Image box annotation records
--------------------------------

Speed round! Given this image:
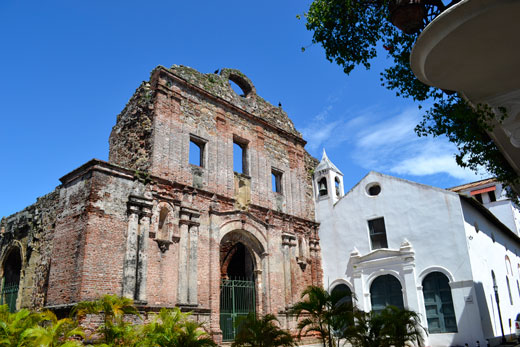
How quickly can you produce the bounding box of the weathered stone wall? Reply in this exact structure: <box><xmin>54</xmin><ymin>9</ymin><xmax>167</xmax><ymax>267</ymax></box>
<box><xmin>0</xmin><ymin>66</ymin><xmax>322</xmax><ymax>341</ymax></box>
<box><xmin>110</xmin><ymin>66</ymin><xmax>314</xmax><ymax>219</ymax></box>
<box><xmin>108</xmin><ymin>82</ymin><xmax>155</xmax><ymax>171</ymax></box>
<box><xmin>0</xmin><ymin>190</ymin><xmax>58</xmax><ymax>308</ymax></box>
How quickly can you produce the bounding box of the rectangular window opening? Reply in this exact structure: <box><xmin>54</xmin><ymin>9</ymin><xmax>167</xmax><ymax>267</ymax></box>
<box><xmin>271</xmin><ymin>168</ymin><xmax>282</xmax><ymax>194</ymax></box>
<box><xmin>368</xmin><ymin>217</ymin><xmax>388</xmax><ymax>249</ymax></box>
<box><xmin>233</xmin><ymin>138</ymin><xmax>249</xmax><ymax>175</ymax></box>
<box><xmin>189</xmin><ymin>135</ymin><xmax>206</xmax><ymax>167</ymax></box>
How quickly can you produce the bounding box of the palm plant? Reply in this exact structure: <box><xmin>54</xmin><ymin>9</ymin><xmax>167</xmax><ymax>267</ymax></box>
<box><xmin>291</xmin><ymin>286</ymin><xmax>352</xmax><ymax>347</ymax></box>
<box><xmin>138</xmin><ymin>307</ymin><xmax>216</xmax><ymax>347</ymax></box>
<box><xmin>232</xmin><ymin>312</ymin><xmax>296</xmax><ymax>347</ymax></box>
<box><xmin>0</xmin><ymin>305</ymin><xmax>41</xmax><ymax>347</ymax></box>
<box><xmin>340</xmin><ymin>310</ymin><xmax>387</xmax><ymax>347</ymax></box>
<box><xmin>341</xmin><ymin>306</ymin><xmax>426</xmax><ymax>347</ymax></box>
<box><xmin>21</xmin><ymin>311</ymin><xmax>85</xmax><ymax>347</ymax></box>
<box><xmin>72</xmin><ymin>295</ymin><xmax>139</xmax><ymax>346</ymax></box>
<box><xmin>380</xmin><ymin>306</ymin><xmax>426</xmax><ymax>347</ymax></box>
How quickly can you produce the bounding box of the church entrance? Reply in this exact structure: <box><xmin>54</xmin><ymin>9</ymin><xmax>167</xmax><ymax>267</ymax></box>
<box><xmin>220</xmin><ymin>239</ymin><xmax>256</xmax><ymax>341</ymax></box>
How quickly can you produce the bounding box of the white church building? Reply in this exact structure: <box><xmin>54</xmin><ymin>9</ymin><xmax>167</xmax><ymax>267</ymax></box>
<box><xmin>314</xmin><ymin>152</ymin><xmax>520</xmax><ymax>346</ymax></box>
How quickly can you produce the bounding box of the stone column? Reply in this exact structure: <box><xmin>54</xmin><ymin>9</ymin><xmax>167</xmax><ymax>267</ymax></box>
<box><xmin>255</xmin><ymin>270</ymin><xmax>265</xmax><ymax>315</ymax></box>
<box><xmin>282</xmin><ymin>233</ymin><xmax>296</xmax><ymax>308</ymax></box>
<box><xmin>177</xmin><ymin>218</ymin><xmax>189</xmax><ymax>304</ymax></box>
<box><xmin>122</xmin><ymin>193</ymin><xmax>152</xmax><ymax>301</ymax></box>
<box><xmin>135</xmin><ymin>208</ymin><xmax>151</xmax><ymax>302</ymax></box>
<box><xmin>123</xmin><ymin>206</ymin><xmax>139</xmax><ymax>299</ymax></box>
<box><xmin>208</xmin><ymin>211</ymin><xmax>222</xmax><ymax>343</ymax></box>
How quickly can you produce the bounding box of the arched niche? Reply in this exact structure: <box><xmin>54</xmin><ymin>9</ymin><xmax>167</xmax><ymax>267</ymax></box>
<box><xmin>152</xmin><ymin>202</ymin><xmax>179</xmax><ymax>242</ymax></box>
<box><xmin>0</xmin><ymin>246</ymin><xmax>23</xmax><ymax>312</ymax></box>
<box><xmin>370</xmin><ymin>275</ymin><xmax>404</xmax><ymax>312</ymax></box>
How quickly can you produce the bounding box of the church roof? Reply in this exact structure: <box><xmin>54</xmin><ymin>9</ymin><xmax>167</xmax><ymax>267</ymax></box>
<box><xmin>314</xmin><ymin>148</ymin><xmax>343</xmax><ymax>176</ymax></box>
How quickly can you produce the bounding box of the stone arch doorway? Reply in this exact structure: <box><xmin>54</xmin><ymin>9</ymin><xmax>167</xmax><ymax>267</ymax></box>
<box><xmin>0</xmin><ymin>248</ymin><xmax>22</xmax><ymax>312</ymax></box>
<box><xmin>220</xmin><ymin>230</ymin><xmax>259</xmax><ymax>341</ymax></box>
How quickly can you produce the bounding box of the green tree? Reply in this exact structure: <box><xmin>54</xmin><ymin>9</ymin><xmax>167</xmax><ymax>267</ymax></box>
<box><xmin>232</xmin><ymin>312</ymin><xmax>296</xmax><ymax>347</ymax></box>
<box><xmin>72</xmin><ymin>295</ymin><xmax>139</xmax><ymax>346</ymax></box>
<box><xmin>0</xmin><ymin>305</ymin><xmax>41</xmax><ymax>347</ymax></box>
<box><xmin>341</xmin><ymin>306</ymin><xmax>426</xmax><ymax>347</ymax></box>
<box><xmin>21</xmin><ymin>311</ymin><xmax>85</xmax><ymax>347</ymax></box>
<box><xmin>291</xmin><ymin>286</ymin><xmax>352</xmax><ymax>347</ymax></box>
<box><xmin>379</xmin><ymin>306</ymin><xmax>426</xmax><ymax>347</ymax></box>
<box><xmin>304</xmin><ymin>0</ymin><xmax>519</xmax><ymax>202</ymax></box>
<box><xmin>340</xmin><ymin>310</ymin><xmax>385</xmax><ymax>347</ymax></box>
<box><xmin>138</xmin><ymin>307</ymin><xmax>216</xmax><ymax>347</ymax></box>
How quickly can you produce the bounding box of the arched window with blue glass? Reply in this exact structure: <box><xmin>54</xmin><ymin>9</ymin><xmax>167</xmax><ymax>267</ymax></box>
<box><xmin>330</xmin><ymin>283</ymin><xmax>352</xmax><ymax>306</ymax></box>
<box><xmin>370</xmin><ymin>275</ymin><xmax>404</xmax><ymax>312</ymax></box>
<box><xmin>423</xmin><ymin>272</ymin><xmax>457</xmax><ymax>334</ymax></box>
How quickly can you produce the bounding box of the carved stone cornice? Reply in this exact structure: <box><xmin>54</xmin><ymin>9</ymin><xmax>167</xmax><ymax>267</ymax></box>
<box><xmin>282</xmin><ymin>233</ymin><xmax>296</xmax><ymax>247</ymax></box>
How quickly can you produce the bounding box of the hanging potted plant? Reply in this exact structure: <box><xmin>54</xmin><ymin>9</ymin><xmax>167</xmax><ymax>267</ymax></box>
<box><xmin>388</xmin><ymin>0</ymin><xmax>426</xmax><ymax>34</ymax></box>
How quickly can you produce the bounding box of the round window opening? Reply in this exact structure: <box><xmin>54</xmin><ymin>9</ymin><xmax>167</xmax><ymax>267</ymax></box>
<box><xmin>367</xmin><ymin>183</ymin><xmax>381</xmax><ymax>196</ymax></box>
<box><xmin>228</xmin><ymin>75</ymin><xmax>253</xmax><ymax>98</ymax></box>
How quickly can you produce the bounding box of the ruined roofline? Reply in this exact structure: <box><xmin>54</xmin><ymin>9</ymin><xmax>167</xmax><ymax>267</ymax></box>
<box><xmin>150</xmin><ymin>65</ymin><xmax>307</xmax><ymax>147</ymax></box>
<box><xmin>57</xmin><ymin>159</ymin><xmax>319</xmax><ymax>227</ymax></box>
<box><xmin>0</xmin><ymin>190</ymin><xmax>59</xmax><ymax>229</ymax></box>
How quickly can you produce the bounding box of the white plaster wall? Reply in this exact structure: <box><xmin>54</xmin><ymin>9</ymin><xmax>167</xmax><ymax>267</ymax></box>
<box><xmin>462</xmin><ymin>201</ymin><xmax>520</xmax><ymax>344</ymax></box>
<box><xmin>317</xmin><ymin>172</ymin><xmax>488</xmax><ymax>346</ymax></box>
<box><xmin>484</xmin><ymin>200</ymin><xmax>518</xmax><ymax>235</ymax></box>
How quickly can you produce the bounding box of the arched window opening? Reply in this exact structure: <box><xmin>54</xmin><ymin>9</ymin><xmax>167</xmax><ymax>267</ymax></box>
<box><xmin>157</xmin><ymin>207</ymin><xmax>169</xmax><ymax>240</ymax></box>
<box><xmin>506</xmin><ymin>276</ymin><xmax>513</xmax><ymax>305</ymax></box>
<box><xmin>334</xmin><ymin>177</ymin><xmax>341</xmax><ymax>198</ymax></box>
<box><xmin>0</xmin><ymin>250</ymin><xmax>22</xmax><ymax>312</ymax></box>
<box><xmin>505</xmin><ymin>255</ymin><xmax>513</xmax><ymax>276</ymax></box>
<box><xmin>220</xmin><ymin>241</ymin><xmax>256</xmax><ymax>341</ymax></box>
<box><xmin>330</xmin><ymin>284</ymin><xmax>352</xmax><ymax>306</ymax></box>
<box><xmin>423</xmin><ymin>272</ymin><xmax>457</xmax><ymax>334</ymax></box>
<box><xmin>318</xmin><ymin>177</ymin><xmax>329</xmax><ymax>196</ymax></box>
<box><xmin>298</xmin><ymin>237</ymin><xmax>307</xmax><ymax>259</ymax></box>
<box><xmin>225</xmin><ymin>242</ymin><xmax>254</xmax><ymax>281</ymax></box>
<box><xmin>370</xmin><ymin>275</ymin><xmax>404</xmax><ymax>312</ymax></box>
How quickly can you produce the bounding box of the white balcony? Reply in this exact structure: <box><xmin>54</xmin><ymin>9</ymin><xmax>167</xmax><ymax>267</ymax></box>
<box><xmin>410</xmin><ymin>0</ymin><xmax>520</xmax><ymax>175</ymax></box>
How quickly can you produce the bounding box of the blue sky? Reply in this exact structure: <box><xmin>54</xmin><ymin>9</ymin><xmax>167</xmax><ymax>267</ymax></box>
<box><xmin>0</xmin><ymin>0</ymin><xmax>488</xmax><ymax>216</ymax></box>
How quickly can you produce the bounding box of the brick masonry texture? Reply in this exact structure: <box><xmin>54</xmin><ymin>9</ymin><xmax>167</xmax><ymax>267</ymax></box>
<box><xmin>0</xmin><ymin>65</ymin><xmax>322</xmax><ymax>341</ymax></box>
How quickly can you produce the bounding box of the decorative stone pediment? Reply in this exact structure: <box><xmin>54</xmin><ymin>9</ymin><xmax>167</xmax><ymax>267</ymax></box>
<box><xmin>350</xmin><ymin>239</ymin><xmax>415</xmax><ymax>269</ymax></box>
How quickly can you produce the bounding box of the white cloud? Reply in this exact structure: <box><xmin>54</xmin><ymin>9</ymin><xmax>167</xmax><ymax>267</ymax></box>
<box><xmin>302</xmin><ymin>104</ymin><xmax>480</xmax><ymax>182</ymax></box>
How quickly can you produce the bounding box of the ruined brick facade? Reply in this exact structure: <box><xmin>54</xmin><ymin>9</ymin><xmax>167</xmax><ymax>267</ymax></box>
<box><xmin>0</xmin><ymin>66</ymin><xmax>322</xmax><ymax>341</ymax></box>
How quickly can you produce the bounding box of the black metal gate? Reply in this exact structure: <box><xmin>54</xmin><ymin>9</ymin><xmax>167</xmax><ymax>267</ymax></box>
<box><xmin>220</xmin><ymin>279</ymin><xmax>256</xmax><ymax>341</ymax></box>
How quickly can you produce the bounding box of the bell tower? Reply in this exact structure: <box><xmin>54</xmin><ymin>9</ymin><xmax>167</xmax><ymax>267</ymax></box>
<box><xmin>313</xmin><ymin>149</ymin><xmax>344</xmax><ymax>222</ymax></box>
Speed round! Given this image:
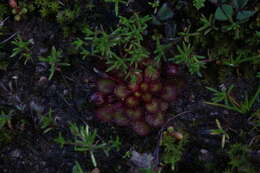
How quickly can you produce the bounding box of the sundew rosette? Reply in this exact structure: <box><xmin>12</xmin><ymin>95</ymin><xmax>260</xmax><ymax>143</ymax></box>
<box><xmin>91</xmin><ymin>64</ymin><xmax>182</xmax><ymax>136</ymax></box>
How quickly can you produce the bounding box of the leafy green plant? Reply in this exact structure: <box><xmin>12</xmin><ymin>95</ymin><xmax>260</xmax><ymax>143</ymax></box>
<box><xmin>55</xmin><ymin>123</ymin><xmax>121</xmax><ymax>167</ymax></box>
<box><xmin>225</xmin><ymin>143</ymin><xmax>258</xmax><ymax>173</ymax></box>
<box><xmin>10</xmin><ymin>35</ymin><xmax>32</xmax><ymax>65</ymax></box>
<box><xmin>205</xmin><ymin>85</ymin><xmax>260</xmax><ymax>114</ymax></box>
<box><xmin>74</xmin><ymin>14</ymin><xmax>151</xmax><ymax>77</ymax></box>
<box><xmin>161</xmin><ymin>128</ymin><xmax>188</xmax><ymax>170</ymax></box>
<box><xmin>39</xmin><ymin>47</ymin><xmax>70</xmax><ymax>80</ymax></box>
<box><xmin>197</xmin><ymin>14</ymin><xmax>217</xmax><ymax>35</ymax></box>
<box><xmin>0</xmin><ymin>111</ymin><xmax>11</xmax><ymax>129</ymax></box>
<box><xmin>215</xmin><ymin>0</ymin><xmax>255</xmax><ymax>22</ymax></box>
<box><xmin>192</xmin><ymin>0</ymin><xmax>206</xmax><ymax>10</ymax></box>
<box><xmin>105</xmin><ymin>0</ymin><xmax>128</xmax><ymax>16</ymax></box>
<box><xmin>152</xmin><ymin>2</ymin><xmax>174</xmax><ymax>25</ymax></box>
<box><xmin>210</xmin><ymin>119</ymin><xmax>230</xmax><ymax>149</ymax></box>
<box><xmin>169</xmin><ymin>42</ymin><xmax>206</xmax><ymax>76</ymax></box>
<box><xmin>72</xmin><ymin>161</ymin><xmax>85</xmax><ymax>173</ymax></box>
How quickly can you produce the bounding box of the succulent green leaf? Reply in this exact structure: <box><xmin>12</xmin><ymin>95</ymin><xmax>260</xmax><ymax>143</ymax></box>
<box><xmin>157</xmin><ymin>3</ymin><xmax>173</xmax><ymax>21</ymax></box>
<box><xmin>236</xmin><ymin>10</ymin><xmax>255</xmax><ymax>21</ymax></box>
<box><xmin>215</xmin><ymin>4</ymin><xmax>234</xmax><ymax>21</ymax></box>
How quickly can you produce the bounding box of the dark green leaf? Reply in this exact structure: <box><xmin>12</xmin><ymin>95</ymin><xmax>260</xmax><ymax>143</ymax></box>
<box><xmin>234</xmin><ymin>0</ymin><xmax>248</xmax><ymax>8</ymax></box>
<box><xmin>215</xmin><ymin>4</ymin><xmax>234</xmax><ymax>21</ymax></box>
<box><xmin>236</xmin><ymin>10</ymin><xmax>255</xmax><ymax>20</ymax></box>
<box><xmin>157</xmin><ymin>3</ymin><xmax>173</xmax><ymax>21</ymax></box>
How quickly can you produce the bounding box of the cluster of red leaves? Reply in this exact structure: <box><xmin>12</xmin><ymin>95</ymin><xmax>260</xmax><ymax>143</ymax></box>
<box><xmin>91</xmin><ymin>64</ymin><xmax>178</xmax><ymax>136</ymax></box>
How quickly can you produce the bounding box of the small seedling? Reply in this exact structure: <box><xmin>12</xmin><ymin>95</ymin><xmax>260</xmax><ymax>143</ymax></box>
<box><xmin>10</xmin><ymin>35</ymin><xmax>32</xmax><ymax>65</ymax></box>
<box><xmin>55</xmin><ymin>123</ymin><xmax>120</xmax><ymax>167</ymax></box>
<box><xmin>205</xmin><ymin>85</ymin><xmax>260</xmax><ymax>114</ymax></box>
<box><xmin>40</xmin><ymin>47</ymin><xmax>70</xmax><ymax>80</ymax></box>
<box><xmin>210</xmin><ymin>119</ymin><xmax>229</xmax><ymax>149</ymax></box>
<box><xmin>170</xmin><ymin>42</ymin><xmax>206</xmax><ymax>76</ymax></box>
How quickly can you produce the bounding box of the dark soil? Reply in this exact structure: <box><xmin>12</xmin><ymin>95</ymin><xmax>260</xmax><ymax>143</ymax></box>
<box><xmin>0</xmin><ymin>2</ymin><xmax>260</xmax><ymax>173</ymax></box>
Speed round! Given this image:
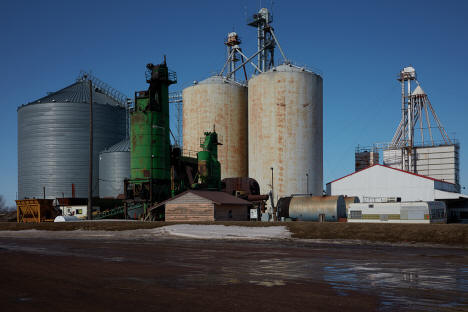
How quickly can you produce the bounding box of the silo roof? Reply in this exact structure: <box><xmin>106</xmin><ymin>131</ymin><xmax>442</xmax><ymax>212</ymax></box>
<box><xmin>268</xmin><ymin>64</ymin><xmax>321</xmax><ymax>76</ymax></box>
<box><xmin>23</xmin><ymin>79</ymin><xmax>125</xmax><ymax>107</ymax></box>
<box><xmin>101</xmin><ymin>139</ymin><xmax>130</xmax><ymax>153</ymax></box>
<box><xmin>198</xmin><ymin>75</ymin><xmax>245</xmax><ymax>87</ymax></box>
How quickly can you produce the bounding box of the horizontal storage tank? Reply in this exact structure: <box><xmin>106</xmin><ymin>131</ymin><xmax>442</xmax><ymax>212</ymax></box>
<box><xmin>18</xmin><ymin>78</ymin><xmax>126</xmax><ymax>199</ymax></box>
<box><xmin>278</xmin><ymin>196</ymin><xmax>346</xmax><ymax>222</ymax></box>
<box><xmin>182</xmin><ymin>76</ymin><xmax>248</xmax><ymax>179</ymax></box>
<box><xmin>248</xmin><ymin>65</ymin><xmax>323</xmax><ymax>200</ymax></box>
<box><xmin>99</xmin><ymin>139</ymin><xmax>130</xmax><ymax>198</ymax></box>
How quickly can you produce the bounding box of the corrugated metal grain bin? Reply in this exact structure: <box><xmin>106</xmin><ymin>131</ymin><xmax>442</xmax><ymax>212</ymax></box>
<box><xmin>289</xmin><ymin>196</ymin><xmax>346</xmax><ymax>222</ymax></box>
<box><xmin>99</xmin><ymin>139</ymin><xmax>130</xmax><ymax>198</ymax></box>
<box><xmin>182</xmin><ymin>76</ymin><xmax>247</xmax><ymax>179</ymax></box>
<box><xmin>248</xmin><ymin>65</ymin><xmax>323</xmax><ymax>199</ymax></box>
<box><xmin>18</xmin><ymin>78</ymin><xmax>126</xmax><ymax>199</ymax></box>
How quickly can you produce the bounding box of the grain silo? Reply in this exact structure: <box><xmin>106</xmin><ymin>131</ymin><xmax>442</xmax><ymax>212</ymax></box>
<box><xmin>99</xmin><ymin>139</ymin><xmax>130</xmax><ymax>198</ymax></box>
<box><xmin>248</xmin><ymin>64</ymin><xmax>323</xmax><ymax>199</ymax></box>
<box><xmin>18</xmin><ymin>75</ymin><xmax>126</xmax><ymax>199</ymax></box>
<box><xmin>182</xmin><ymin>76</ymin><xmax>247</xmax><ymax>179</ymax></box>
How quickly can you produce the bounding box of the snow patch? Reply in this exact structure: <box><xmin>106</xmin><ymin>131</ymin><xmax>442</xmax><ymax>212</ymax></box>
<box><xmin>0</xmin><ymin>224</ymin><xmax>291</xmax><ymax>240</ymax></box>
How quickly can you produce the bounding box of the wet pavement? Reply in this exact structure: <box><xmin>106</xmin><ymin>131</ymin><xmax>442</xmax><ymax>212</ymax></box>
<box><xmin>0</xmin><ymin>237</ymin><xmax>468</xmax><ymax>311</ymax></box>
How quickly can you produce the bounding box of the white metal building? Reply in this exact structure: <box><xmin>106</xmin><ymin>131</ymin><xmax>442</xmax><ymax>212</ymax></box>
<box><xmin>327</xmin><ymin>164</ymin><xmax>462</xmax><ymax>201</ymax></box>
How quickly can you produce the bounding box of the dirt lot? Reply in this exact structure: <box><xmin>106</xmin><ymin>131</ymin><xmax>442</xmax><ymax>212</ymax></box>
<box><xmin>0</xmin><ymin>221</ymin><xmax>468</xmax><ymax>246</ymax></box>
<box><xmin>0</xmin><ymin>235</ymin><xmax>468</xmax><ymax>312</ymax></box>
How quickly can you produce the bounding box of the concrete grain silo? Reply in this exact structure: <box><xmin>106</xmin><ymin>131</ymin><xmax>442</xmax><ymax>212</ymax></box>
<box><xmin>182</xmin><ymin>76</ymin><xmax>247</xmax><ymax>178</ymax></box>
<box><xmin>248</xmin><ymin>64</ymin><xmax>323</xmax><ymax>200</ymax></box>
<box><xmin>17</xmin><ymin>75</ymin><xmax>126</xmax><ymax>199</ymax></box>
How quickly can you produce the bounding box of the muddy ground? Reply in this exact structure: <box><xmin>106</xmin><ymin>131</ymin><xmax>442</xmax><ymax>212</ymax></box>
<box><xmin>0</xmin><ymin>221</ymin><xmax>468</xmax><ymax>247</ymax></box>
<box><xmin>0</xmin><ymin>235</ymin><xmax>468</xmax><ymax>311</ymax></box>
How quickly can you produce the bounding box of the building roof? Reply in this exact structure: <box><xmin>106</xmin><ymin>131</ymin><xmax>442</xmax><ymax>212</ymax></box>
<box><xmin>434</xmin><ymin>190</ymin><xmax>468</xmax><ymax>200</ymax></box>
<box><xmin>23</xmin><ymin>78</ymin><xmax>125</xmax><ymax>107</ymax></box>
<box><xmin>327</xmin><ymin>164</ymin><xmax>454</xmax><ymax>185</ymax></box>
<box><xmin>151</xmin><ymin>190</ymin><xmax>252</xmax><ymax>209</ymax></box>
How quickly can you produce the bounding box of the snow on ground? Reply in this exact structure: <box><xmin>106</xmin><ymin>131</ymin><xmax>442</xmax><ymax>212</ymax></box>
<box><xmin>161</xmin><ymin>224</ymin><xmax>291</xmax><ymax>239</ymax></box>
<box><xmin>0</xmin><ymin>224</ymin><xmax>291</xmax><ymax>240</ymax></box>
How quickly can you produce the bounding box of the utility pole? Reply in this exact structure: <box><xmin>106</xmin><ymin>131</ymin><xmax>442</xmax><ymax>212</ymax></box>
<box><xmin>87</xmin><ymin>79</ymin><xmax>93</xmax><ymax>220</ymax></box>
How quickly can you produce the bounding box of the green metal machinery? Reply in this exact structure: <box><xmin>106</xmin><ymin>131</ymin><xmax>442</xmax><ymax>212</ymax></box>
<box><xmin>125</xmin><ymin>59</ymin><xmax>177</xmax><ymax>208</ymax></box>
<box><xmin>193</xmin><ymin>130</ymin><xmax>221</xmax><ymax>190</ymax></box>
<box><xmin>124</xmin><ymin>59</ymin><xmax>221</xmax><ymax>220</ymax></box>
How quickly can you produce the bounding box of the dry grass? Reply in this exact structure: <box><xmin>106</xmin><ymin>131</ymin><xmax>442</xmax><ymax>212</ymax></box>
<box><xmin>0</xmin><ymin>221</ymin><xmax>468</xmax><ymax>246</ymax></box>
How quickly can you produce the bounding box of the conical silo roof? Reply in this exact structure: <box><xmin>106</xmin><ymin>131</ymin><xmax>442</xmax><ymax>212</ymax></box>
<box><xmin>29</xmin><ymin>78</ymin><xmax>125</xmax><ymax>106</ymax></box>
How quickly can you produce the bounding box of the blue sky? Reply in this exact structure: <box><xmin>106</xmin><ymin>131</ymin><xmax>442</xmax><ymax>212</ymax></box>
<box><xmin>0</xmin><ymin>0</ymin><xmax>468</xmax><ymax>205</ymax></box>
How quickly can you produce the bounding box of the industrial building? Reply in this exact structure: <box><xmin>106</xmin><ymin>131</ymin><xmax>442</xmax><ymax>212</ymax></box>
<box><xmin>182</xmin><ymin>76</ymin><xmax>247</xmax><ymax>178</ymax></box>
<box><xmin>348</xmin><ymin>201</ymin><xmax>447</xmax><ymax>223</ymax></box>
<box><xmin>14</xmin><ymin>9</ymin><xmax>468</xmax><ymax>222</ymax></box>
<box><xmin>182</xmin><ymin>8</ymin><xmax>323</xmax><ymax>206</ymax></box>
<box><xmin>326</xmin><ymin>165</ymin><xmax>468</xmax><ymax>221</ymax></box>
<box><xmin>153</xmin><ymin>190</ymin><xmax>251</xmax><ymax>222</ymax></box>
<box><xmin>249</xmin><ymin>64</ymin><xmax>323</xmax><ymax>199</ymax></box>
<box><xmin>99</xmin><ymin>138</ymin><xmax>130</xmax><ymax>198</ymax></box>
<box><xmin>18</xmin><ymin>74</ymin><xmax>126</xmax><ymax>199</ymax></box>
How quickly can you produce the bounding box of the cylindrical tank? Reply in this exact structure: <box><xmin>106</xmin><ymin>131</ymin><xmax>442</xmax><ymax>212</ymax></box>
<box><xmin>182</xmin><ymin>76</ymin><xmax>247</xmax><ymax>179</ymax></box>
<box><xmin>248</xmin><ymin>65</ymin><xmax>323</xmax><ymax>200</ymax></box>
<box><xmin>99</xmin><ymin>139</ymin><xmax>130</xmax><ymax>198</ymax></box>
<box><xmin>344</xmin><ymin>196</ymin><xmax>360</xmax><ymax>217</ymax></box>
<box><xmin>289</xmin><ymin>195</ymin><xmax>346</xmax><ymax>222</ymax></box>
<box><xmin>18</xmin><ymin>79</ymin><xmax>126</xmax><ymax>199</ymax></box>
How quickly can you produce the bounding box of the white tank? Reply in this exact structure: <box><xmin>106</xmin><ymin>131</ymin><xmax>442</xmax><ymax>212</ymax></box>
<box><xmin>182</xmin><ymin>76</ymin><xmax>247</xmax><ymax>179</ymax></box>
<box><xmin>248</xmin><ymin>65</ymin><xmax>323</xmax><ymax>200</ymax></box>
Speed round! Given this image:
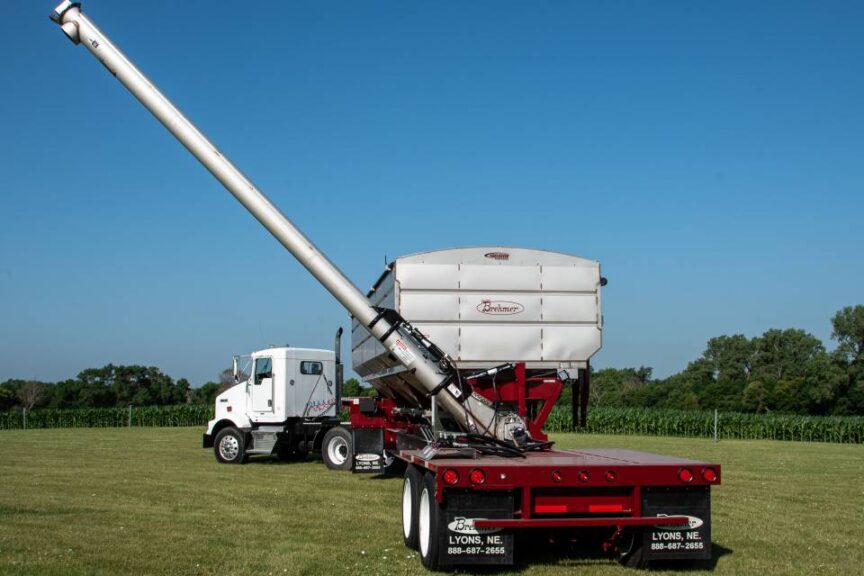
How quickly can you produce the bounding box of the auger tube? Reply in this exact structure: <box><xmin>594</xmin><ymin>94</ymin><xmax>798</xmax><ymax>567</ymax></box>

--------------------------------

Aim
Arrange the lines of the records above, from the line containing "the white tank?" through the end of the records, both ends included, as a JSON list of strings with one string per line and blank lines omitted. Leave any pictures out of the list.

Expected answer
[
  "How quickly can you produce the bounding box of the white tank? Reply in this exact structure: <box><xmin>106</xmin><ymin>131</ymin><xmax>442</xmax><ymax>212</ymax></box>",
  "<box><xmin>182</xmin><ymin>76</ymin><xmax>247</xmax><ymax>179</ymax></box>",
  "<box><xmin>248</xmin><ymin>65</ymin><xmax>323</xmax><ymax>200</ymax></box>",
  "Speed round! Given this image:",
  "How quickly can you produce the bounding box of the auger tube? Reply in this exact structure: <box><xmin>594</xmin><ymin>94</ymin><xmax>798</xmax><ymax>567</ymax></box>"
]